** start RECORDS FOR THIS TASK **

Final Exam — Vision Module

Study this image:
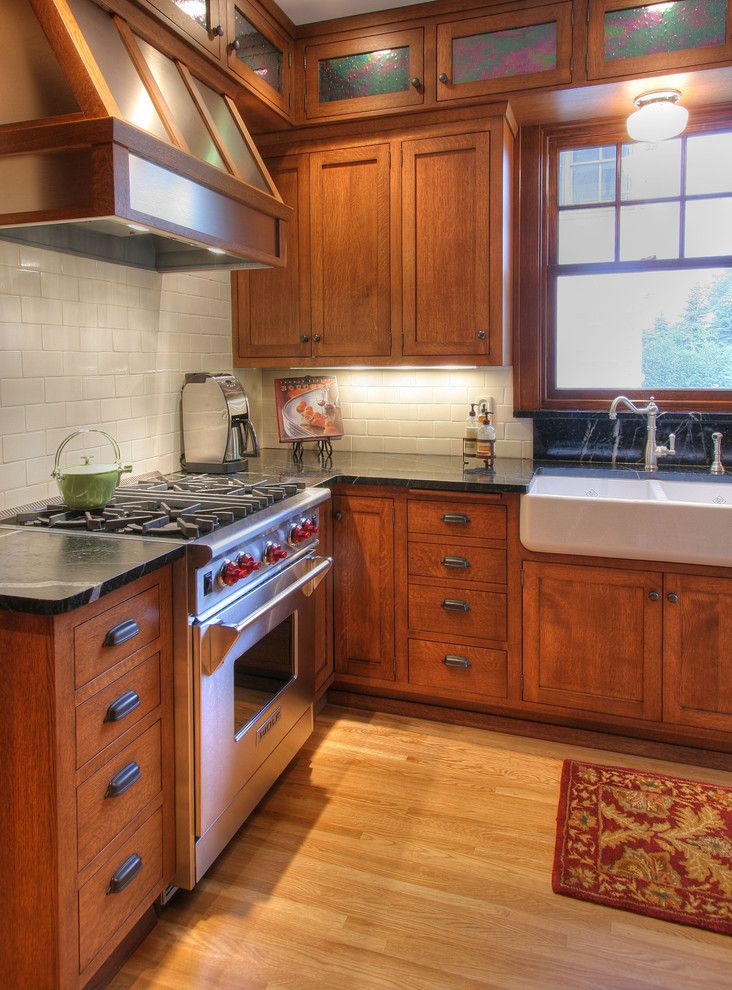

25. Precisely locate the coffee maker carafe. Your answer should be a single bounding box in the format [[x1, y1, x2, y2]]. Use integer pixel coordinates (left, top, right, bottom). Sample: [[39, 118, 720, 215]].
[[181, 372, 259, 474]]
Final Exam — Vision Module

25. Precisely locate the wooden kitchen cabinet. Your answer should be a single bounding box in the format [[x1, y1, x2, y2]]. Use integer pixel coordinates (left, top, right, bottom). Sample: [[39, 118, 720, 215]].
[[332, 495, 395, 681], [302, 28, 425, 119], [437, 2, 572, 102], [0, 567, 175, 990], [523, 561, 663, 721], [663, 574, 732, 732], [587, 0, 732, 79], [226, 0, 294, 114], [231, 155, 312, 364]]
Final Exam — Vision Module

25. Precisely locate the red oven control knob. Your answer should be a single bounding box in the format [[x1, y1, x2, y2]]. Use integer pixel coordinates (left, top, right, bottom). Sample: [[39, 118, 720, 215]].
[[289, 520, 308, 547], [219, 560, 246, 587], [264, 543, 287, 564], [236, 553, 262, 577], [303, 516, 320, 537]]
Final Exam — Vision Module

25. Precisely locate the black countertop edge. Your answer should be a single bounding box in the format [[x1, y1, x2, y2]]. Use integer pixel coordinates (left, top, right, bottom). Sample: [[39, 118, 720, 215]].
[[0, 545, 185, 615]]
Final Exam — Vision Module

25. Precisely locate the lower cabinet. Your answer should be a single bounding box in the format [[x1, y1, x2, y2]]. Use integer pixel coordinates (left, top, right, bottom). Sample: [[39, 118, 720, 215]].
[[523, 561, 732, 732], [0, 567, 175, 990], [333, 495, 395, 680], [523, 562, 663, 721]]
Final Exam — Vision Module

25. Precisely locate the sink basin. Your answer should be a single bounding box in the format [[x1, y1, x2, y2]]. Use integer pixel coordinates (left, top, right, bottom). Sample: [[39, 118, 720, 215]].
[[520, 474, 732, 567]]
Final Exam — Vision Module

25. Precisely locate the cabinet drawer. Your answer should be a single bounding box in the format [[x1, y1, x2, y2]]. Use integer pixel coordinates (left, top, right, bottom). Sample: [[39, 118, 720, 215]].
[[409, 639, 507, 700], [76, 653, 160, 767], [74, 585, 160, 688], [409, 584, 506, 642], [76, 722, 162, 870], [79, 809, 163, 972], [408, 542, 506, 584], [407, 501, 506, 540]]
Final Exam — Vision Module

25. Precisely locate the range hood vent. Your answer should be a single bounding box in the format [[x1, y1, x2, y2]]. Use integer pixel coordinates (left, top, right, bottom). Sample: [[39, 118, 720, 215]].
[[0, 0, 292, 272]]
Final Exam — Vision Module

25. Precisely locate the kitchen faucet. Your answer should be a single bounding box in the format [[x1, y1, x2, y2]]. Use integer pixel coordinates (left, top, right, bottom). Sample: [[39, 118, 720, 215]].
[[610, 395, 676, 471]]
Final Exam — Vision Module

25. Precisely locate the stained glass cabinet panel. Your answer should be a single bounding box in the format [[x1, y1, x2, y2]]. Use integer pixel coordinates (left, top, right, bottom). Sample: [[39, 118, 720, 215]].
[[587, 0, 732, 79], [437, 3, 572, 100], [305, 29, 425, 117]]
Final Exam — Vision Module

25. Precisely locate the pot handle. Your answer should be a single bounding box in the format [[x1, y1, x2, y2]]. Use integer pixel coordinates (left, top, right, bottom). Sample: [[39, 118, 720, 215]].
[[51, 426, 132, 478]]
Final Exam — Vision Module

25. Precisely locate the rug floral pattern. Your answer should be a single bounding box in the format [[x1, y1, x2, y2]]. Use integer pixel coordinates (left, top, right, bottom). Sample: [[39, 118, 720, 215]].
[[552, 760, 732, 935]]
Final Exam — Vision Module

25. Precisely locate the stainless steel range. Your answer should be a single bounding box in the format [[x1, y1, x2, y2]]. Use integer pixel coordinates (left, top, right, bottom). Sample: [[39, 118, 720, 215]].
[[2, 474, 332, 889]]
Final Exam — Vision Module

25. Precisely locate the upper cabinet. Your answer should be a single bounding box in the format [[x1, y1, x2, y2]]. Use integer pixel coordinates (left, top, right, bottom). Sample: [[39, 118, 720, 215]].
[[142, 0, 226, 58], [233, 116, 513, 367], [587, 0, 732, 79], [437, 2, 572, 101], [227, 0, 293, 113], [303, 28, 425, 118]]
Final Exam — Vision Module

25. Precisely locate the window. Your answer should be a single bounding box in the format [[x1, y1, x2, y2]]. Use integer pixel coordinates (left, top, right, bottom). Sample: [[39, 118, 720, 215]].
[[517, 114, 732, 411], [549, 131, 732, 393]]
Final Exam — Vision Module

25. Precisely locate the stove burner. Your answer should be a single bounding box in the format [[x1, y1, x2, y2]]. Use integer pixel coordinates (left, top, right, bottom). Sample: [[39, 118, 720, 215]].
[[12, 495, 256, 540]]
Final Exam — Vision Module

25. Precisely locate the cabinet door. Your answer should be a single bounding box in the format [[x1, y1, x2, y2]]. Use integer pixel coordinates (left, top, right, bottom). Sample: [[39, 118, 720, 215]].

** end RECORDS FOR THIS TASK **

* **GIVEN INSTRUCTION**: Pick out every line of the entries above that contains the word "sink", and copy each such line in full.

* **PROBLEM SOLUTION**:
25. Precisely locate the sink basin. Your answer should be a single bounding box in the format [[x1, y1, x2, y2]]. Use integer pixel coordinates (left, top, right, bottom). Sample: [[39, 118, 720, 215]].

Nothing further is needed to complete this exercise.